Excerpt from a data file

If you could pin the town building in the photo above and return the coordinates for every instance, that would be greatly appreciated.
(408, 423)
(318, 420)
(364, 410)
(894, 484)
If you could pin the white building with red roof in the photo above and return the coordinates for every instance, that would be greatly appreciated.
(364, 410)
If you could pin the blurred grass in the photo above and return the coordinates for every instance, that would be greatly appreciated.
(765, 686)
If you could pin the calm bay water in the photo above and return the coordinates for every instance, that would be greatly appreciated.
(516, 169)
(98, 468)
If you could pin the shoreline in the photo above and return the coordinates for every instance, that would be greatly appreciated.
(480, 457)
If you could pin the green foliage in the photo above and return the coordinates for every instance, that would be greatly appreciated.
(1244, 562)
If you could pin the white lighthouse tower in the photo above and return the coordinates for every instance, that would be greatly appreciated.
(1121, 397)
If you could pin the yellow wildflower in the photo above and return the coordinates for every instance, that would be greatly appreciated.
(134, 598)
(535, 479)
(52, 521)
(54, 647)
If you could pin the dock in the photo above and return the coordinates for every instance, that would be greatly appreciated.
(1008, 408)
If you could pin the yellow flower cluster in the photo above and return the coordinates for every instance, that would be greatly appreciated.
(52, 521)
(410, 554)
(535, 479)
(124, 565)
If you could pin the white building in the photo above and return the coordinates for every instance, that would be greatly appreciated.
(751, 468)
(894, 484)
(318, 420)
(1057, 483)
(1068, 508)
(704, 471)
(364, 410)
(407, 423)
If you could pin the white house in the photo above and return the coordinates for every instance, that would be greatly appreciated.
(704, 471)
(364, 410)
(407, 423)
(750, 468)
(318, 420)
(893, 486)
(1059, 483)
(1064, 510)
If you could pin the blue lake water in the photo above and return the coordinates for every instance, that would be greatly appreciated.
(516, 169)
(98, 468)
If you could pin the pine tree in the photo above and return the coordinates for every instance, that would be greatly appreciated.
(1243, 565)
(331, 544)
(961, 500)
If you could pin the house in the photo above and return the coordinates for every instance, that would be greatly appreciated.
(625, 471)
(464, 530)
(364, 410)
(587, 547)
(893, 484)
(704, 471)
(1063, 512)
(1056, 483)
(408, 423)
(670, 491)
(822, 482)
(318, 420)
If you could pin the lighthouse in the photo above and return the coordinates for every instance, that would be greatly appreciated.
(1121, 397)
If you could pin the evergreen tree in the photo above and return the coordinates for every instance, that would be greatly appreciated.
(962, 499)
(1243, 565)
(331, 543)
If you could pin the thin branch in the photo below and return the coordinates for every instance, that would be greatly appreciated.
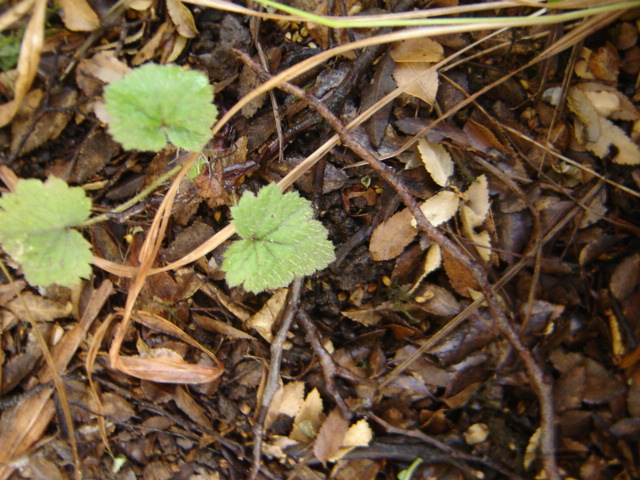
(271, 386)
(537, 377)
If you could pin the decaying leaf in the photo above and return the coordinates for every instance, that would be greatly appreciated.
(440, 208)
(418, 80)
(423, 50)
(287, 401)
(263, 321)
(414, 72)
(78, 16)
(391, 237)
(436, 160)
(599, 134)
(331, 436)
(309, 418)
(473, 214)
(182, 18)
(28, 62)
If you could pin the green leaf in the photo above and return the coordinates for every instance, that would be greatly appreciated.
(280, 241)
(35, 231)
(156, 104)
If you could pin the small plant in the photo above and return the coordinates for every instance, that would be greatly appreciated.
(35, 230)
(148, 108)
(280, 241)
(156, 104)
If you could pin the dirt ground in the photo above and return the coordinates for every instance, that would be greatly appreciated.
(495, 337)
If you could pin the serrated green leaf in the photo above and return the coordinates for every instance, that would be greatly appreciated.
(280, 240)
(155, 104)
(35, 231)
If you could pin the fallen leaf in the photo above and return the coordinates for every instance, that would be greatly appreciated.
(381, 84)
(473, 214)
(420, 50)
(28, 61)
(624, 278)
(330, 437)
(78, 16)
(358, 435)
(391, 237)
(436, 160)
(264, 319)
(308, 419)
(182, 18)
(417, 79)
(41, 309)
(440, 208)
(461, 279)
(365, 315)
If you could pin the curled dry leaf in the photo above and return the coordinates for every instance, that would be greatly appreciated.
(28, 61)
(308, 419)
(598, 134)
(473, 214)
(418, 80)
(331, 436)
(422, 50)
(391, 237)
(78, 16)
(440, 208)
(263, 321)
(436, 160)
(182, 18)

**Task description**: Express all of the lines above as a JSON list of strings, one string per line, skipping any blank lines. Leave the pictures out of your answer.

**Task output**:
[
  "If you could pin the town building in the photo above and return the coordinates for every instance, that would be greatly appreciated.",
  "(408, 423)",
  "(318, 420)",
  "(364, 410)",
  "(894, 484)",
  "If you could pin the white building with red roof in the photo above and return the coordinates for every instance, that would be greatly appreciated.",
  "(364, 410)",
  "If you could pin the blurred grass in the photo above and return the coordinates for every instance, that would be greatly appreciated.",
  "(765, 686)",
  "If you could pin the calm bay water in the photo above and return the coordinates for every instance, that would be greatly appreciated.",
  "(516, 169)",
  "(98, 468)",
  "If you could pin the shoreline in the photo above and return the coordinates for every instance, that would be greatly appreciated.",
  "(480, 457)",
  "If you could pin the green foliage in the photo above and return the coordinates for every instance, that would be greatly appreciated.",
  "(1244, 562)",
  "If you could pin the white lighthouse tower in the photo above and return the coordinates for every instance, that would be greatly appreciated.",
  "(1121, 397)",
  "If you could pin the yellow wildflower in the photo above and return the coordinates for every instance, that would be greatly appreciated.",
  "(134, 598)",
  "(535, 479)",
  "(52, 521)",
  "(54, 647)",
  "If you could pin the dock in the photo above and return the coordinates for every instance, that would be greatly appreciated.",
  "(1008, 408)",
  "If you could pin the yellow flower cluster in the photo above and return the coordinates for every instance, that would be greatly appreciated.",
  "(52, 521)",
  "(410, 554)",
  "(535, 479)",
  "(124, 565)",
  "If you could pin the white building in the photo above and return the coordinates for every instance, that would be greatly appreciated.",
  "(751, 468)",
  "(894, 484)",
  "(318, 420)",
  "(1057, 483)",
  "(1068, 508)",
  "(704, 471)",
  "(364, 410)",
  "(407, 423)",
  "If you could pin the white house in the photo above and return the coordinates for every instance, that would be greatly appreciated.",
  "(704, 471)",
  "(364, 410)",
  "(407, 423)",
  "(750, 468)",
  "(318, 420)",
  "(893, 486)",
  "(1059, 483)",
  "(1064, 510)",
  "If you could pin the blue lake water in the photo above and return the coordinates for every instance, that would be greatly appreciated.",
  "(516, 169)",
  "(98, 468)",
  "If you could pin the pine tree in the photo above and return the coordinates for every instance, that would be greatly appreciated.",
  "(1243, 565)",
  "(331, 544)",
  "(961, 500)",
  "If you could pin the house in the photo above and return the coordinates for every instance, that would be greatly appreciated.",
  "(625, 471)",
  "(464, 530)",
  "(364, 410)",
  "(587, 547)",
  "(893, 484)",
  "(704, 471)",
  "(1063, 512)",
  "(1056, 483)",
  "(408, 423)",
  "(670, 491)",
  "(822, 482)",
  "(318, 420)",
  "If you could pin the lighthouse in the photo above and return the coordinates for every instance, that would be greatly appreciated.",
  "(1121, 397)",
  "If you could pin the evergreen tree in the photo above and return the coordinates for every instance, that would be greatly appreciated.",
  "(962, 499)",
  "(1243, 565)",
  "(331, 543)",
  "If you could pin the thin branch in the photo below and return the coordinates for every instance, that would be greatly appreciated.",
  "(271, 386)",
  "(537, 377)",
  "If you could pin the decaying leaf in the photo above and return the coordinates for every instance, that would be greatly appreciated.",
  "(440, 208)",
  "(418, 80)",
  "(423, 50)",
  "(287, 401)",
  "(263, 321)",
  "(414, 72)",
  "(78, 16)",
  "(391, 237)",
  "(436, 160)",
  "(599, 134)",
  "(331, 436)",
  "(309, 418)",
  "(473, 214)",
  "(182, 18)",
  "(28, 62)",
  "If you could pin the green leaf in the photo above and return the coordinates for every instance, that would be greatly appreciated.",
  "(280, 241)",
  "(35, 231)",
  "(156, 104)",
  "If you could pin the small plant in the photo above and return the coordinates for every instance, that would be greatly appreciated.",
  "(35, 230)",
  "(148, 108)",
  "(280, 241)",
  "(156, 104)",
  "If you could pin the dirt ground in the photo above and return the coordinates for every instance, that would be greatly appreciated.",
  "(495, 337)",
  "If you could pin the serrated green leaf in the photo above and return the coordinates for every instance, that would be greatly appreciated.",
  "(280, 240)",
  "(155, 104)",
  "(35, 231)",
  "If you could pin the fallen leaf in the photo above and return the coordinates for every instance, that would be greatly appreciated.",
  "(381, 84)",
  "(473, 214)",
  "(420, 50)",
  "(28, 61)",
  "(624, 278)",
  "(330, 437)",
  "(78, 16)",
  "(358, 435)",
  "(391, 237)",
  "(436, 160)",
  "(264, 319)",
  "(308, 419)",
  "(182, 18)",
  "(417, 79)",
  "(41, 309)",
  "(440, 208)",
  "(461, 279)",
  "(365, 315)",
  "If you could pin the curled dry leaf in the photo above and return the coordinates for every instance, that would be greatly appreciated.",
  "(28, 61)",
  "(308, 419)",
  "(598, 134)",
  "(473, 214)",
  "(418, 80)",
  "(331, 436)",
  "(422, 50)",
  "(391, 237)",
  "(78, 16)",
  "(440, 208)",
  "(263, 321)",
  "(436, 160)",
  "(182, 18)"
]